> _GIVEN REQUEST_
Report how many lines of the records below contain the string "parked". Give only the number.

********

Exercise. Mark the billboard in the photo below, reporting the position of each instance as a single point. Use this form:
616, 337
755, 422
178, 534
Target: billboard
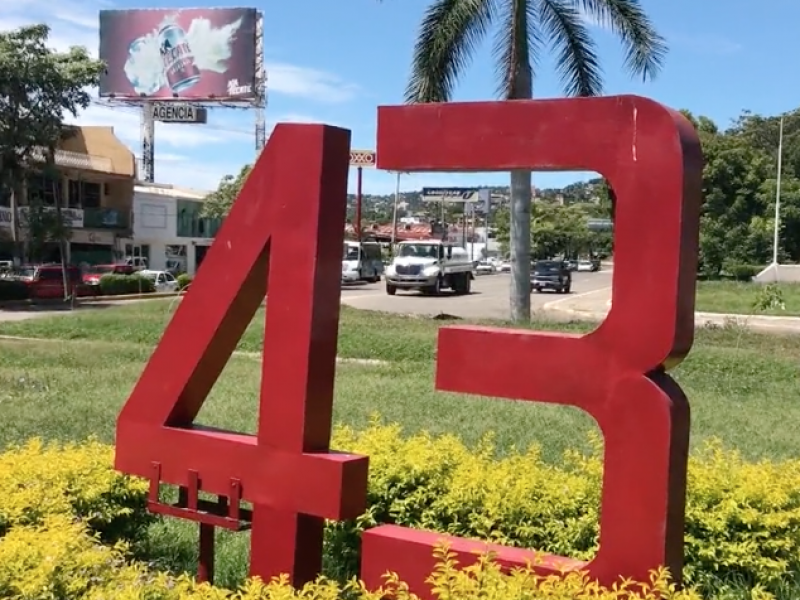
182, 54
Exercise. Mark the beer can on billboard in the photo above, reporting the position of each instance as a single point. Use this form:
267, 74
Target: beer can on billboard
179, 54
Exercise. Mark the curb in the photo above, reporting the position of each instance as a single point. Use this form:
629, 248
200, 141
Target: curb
89, 299
151, 296
769, 322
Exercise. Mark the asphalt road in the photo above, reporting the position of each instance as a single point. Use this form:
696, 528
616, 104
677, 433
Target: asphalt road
488, 300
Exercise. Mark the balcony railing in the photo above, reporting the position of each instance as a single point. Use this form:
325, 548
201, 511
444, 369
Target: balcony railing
75, 160
192, 226
106, 218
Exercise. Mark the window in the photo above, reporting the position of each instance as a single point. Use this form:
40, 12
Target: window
50, 275
85, 194
44, 190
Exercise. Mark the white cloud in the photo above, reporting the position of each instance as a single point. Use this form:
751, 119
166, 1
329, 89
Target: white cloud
304, 82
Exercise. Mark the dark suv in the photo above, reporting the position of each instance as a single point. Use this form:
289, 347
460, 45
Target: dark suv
551, 275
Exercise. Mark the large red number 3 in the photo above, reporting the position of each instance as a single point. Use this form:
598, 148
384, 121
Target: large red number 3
651, 156
286, 227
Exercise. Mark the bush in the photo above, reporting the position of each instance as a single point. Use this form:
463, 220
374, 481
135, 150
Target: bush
742, 520
741, 271
13, 289
116, 285
183, 281
78, 481
59, 559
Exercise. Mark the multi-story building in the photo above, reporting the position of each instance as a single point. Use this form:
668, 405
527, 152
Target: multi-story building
93, 185
168, 229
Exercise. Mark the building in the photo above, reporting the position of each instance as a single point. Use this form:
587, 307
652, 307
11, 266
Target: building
168, 229
94, 188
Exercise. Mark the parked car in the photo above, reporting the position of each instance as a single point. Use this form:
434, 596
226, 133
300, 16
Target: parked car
484, 267
92, 275
47, 281
551, 275
163, 281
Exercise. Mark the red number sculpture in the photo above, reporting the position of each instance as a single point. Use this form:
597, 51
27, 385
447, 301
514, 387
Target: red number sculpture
287, 225
651, 156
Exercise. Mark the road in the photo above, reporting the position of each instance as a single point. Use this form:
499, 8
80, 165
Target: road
488, 300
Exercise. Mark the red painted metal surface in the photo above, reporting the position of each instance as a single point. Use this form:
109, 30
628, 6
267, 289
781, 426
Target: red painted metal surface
286, 227
651, 156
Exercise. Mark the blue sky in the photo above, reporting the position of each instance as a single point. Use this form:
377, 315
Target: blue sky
336, 61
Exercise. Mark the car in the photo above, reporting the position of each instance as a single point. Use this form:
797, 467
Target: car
163, 281
485, 267
91, 276
46, 281
551, 275
429, 266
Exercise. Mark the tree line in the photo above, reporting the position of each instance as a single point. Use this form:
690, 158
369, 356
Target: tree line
39, 87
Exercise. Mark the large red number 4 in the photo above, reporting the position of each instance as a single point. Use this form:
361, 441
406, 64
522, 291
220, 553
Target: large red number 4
651, 156
286, 226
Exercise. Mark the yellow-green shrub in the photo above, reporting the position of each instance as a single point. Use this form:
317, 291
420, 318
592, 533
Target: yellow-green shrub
58, 559
742, 522
39, 480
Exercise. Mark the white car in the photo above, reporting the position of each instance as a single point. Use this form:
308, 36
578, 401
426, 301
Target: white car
163, 281
485, 267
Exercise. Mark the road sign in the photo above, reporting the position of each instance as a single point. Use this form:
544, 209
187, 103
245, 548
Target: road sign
363, 158
599, 224
456, 195
170, 112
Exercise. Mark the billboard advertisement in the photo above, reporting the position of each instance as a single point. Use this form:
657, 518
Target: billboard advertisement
181, 54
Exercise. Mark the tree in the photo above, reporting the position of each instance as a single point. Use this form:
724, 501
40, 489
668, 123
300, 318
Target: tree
525, 29
37, 86
218, 203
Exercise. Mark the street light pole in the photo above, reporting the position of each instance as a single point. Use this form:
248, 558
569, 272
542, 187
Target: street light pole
394, 212
776, 233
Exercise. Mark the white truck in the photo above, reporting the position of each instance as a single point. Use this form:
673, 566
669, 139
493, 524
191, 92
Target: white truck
361, 262
429, 266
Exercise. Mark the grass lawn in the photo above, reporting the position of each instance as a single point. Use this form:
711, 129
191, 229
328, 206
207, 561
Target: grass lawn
742, 388
733, 297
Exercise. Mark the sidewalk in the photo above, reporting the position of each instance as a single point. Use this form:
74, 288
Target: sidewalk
594, 306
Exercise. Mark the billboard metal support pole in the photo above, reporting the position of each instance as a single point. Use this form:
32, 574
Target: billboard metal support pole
261, 87
359, 182
148, 143
360, 159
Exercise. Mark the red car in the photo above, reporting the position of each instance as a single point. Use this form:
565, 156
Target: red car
92, 275
47, 281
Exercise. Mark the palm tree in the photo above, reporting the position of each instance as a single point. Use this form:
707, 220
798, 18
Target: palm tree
524, 29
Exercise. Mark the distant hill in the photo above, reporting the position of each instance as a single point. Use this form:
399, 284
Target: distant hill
379, 208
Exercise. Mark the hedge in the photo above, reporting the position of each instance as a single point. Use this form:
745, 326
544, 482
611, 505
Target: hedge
742, 521
59, 559
116, 285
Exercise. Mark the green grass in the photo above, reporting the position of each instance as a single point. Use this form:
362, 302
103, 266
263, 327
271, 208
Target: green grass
742, 387
739, 298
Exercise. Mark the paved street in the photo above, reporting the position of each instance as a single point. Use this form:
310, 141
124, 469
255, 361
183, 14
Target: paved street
488, 300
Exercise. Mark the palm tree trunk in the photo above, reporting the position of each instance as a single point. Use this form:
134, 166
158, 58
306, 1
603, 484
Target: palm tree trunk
520, 231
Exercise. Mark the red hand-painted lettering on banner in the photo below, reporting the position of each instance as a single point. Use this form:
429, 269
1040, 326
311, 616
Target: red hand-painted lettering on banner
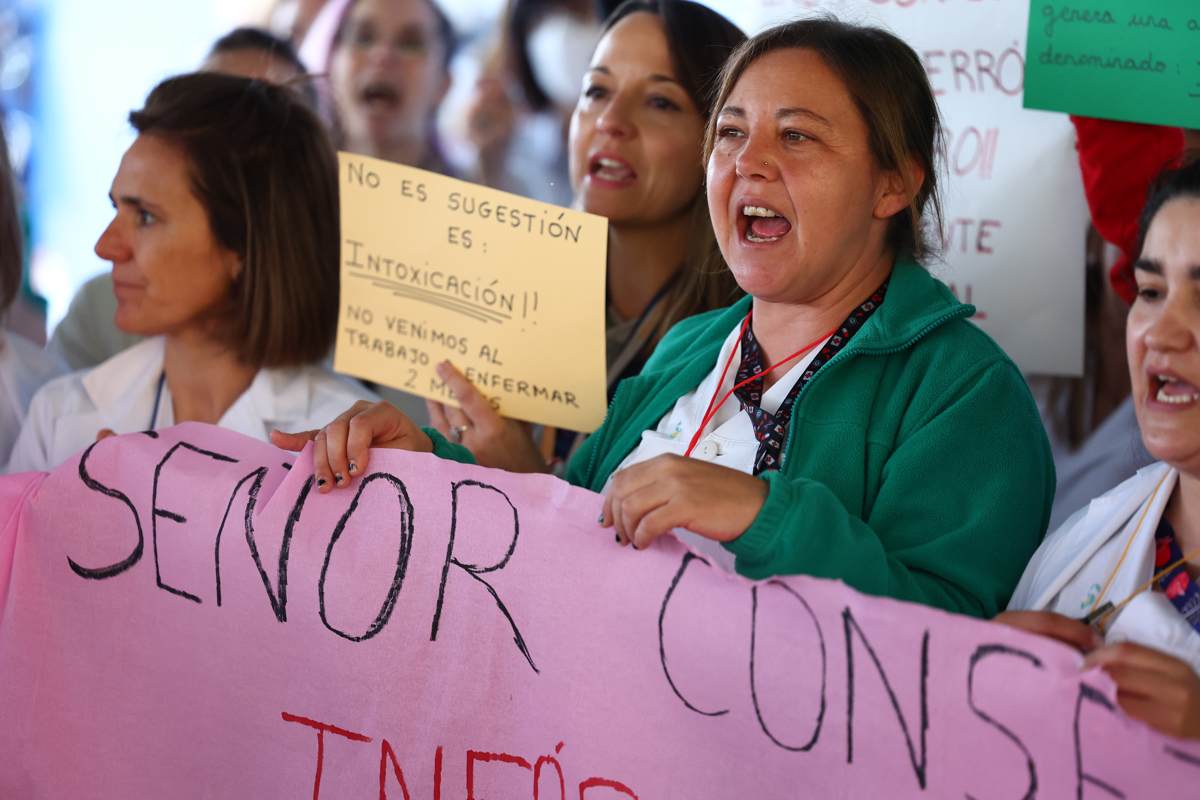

********

> _CORRECT OUTPUT_
2